> [SHORT PROBLEM]: Reproduce each line of the material below, without changing a single character.

[Start of INPUT RECORDS]

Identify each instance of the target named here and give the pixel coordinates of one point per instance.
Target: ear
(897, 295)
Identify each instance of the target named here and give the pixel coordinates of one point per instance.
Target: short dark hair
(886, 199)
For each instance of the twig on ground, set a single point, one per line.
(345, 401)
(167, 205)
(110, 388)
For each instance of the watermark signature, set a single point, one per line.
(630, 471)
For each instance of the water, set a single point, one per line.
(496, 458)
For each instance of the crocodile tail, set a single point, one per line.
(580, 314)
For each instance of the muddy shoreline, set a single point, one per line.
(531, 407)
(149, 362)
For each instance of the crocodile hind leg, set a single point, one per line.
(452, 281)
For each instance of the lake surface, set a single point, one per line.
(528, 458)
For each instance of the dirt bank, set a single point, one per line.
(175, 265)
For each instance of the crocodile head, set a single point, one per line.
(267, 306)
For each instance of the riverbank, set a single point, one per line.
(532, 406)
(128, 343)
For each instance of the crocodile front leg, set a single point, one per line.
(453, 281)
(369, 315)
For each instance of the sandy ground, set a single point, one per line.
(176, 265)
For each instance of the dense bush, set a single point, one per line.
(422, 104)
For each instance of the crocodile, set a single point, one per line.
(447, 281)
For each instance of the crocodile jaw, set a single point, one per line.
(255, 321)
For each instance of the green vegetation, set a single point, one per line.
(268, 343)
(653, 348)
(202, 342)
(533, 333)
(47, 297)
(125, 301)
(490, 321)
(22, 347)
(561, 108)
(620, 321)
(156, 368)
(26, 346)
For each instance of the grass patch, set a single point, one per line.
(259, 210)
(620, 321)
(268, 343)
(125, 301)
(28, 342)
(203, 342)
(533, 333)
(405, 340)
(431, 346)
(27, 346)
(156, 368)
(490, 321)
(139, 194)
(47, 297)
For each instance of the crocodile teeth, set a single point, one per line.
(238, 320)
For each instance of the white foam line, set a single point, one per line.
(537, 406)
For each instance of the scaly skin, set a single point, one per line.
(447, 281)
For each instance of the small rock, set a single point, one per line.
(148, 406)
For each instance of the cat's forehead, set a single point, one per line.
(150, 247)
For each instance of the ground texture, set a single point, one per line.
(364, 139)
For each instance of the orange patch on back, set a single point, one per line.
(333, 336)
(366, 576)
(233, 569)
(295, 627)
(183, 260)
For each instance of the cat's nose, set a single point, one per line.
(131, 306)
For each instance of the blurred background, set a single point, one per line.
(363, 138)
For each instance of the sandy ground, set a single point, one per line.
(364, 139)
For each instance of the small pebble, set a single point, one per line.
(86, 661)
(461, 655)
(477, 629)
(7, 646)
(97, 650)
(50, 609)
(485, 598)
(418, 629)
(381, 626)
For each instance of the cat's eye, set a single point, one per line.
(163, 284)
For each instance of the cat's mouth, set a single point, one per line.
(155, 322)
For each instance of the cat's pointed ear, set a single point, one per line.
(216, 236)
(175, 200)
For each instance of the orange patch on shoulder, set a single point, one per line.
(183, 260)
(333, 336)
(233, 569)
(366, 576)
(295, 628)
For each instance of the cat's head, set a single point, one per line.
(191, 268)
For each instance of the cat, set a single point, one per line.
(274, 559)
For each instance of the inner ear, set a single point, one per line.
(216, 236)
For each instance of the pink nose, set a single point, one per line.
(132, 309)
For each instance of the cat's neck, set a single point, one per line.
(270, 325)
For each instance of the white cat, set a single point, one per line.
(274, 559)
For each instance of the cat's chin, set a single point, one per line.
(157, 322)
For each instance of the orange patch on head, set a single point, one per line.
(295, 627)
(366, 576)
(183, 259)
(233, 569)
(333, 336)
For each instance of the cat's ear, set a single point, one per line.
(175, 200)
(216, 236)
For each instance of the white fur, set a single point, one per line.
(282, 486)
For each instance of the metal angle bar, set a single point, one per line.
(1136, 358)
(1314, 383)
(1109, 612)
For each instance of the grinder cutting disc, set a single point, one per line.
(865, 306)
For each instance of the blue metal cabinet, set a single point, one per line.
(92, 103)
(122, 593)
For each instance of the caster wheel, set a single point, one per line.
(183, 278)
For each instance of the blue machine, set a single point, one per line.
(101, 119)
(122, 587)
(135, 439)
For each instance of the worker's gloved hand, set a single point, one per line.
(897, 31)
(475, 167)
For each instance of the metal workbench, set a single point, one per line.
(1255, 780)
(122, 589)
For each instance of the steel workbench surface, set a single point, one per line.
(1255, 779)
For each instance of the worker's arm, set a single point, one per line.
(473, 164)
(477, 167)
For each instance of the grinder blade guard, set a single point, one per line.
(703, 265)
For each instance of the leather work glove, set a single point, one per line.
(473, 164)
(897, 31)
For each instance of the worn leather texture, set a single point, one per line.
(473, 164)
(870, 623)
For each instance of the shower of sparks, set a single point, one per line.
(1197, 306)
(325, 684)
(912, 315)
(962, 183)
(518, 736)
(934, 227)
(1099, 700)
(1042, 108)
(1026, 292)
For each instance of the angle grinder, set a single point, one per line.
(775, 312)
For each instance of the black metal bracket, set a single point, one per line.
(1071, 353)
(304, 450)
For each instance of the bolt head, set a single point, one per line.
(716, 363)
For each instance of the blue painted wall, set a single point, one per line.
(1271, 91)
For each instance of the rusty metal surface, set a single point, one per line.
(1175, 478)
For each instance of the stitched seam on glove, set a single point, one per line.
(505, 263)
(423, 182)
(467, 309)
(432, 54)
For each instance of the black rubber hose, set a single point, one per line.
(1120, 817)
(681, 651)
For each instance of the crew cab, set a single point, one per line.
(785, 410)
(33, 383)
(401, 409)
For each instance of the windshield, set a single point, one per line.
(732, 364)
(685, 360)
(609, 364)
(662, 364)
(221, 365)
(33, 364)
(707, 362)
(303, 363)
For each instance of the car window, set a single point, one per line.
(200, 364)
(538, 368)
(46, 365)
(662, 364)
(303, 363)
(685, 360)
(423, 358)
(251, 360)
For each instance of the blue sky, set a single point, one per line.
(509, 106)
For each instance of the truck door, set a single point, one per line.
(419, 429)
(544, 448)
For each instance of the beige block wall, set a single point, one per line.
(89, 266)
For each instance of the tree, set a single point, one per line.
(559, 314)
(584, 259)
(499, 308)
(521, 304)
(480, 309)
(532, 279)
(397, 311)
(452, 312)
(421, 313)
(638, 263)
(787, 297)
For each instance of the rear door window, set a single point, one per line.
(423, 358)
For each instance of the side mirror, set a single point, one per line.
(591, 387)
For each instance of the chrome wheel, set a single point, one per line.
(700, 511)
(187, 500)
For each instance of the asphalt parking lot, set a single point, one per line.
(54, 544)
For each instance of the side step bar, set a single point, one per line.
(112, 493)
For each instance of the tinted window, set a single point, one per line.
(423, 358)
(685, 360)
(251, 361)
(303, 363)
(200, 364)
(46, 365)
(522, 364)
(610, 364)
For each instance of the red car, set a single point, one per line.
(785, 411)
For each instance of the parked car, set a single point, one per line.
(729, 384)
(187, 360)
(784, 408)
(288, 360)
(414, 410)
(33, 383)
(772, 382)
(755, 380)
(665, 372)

[End of INPUT RECORDS]

> [COMPLETED TASK]:
Identify each instance of the target named here and give the pixel coordinates of one point per instance.
Target: ear
(897, 295)
Identify each instance of the target named here and give the pixel coordinates of one point per instance.
Target: short dark hair
(886, 199)
For each instance of the twig on ground, set a single point, one per line.
(345, 401)
(167, 205)
(110, 388)
For each instance of the watermark signature, set a single point, one per line.
(630, 471)
For each instance of the water, set a single point, one per line.
(496, 458)
For each instance of the crocodile tail, set a single point, one per line.
(580, 314)
For each instance of the muddy shoreline, set a single point, one per line.
(531, 407)
(149, 362)
For each instance of the crocodile hind leg, set a single point, one per line.
(452, 281)
For each instance of the lake surface, set a single point, one per line.
(528, 458)
For each instance of the dirt bank, set a single point, one per line.
(175, 265)
For each instance of the crocodile head, set a single point, one per line.
(267, 306)
For each instance of the riverbank, set a single point, one per line.
(532, 406)
(128, 343)
For each instance of the crocodile front leg, set a single point, one per line.
(453, 281)
(369, 315)
For each instance of the sandy ground, set a single point, one per line.
(176, 265)
For each instance of the dense bush, set a single point, one per line.
(422, 104)
For each instance of the crocodile, set a single point, one per line.
(447, 281)
For each instance of the crocodile jaw, set a single point, one per line.
(255, 321)
For each instance of the green vegetation, set a single point, one per line.
(268, 343)
(653, 348)
(202, 342)
(533, 333)
(47, 297)
(125, 301)
(490, 321)
(22, 347)
(561, 108)
(620, 321)
(156, 368)
(26, 346)
For each instance of the grass patch, set a single point, one per line.
(259, 210)
(620, 321)
(268, 343)
(125, 301)
(28, 342)
(203, 342)
(533, 333)
(405, 340)
(431, 346)
(27, 346)
(156, 368)
(490, 321)
(139, 194)
(47, 297)
For each instance of the crocodile teeth, set a single point, one per line.
(238, 320)
For each instance of the white foam line, set a single point, one per line.
(537, 406)
For each instance of the scaly skin, set a single point, one per line.
(447, 281)
For each instance of the small rock, set a single point, one per line.
(148, 406)
For each instance of the cat's forehead, set a single point, one per line.
(150, 247)
For each instance of the ground texture, set a single point, one per line.
(364, 139)
For each instance of the orange patch on back, set a single point, one per line.
(333, 336)
(366, 576)
(233, 569)
(295, 627)
(183, 260)
For each instance of the cat's nose, set a single point, one per line.
(131, 306)
For each instance of the blurred background, set a single point, one per line.
(363, 138)
For each instance of the sandy ground, set a single point, one per line.
(364, 139)
For each instance of the small pebble, set a single point, one per line.
(86, 661)
(461, 655)
(477, 629)
(7, 646)
(97, 650)
(50, 609)
(485, 598)
(418, 629)
(381, 626)
For each instance of the cat's eye, set a single point, one per line.
(163, 284)
For each instance of the cat's mouth, set a single point, one per line.
(155, 322)
For each instance of the cat's pointed ear, set a single point, one per line.
(216, 236)
(175, 200)
For each instance of the orange patch on shoulder, set a single point, one per line.
(183, 260)
(333, 336)
(233, 569)
(366, 576)
(295, 628)
For each instance of the cat's head, set a single point, one per line.
(191, 268)
For each instance of the cat, set a single point, one per line.
(274, 559)
For each instance of the inner ear, set a single point, one per line.
(216, 236)
For each instance of the pink nose, set a single point, one per line.
(132, 309)
For each instance of the cat's neck, set a single point, one per line.
(270, 325)
For each instance of the white cat, set a single point, one per line.
(274, 559)
For each instance of the cat's chin, set a single point, one per line.
(157, 322)
For each instance of the orange patch on head, set a single point, one per line.
(295, 627)
(366, 576)
(183, 259)
(233, 569)
(333, 336)
For each instance of the cat's ear, set a single point, one per line.
(175, 200)
(216, 236)
For each instance of the white fur, set a single point, one per line.
(282, 486)
For each instance of the metal angle bar, set a single point, one per line.
(1136, 358)
(1314, 383)
(1109, 612)
For each instance of the grinder cutting disc, set a single point, one per line.
(865, 306)
For each instance of the blue metal cabinet, set a single point, one per line.
(92, 103)
(122, 593)
For each instance of the caster wheel, set a single point, one per line.
(183, 278)
For each instance of the blue machine, set a single point, one per line.
(101, 119)
(122, 587)
(135, 439)
For each instance of the worker's gloved hand, set a single point, one per line.
(897, 31)
(475, 167)
For each instance of the metal workbench, set a single point, one per line.
(1255, 780)
(122, 589)
For each instance of the steel workbench surface, set a single point, one per line.
(1255, 779)
For each instance of the worker's arm, set a single point, one per line.
(473, 164)
(477, 167)
For each instance of the grinder blade guard, set a single point, one per line.
(703, 265)
For each instance of the leather work glove, set a single point, one per line.
(473, 164)
(897, 31)
For each instance of the worn leather texture, set a single point, one per line.
(473, 164)
(870, 623)
For each instance of the shower of sparks, set a single point, one per line.
(1197, 306)
(325, 684)
(912, 315)
(962, 183)
(518, 736)
(934, 227)
(1099, 700)
(1042, 108)
(1026, 292)
For each instance of the angle grinder, set a single point, one per line.
(775, 312)
For each instance of the black metal bracket, set a single point, one per line.
(1071, 353)
(304, 450)
For each instance of the bolt head, set a single point, one per line.
(716, 363)
For each instance of the blue painted wall, set a single point, one per line.
(1271, 91)
For each instance of the rusty metal surface, set a single point, one per line.
(1175, 478)
For each instance of the stitched seam on glove, set a single point, one per line.
(505, 263)
(423, 182)
(467, 309)
(432, 54)
For each instance of the black rubber hose, set a single point, one per line.
(1120, 817)
(681, 651)
For each instance of the crew cab, set a single point, one per line.
(785, 410)
(33, 383)
(401, 409)
For each instance of the windshield, set a single point, one per line.
(732, 364)
(685, 360)
(609, 364)
(662, 364)
(221, 365)
(33, 364)
(707, 362)
(303, 363)
For each instance of the car window, set a single point, one per line.
(200, 364)
(538, 368)
(46, 365)
(662, 364)
(303, 363)
(685, 360)
(423, 358)
(251, 360)
For each instance of the blue sky, set a single point, one per line.
(509, 106)
For each instance of the truck door, set a single point, one per line.
(419, 429)
(544, 448)
For each instance of the beige block wall, set a single point, one per line.
(89, 266)
For each instance of the tree, set a single point, one per line.
(559, 314)
(584, 259)
(499, 308)
(521, 304)
(480, 309)
(532, 279)
(397, 311)
(452, 312)
(421, 313)
(638, 263)
(787, 297)
For each instance of the rear door window, set a single point, one per line.
(423, 358)
For each instance of the side mirror, set a single point, one per line.
(591, 387)
For each instance of the chrome wheel, set a single point, one per line.
(700, 511)
(187, 500)
For each instance of the asphalt parking lot, set a single point, one per line.
(54, 544)
For each instance of the side step bar, set a single point, one per line.
(112, 493)
For each instance of the tinted window, set a single point, one per line.
(423, 358)
(685, 360)
(251, 361)
(303, 363)
(200, 364)
(46, 365)
(522, 364)
(610, 364)
For each instance of the red car, set a single point, one per line.
(785, 411)
For each instance of the parked car, set a single point, one per line.
(729, 384)
(187, 360)
(784, 408)
(288, 360)
(414, 410)
(33, 383)
(772, 382)
(755, 380)
(665, 372)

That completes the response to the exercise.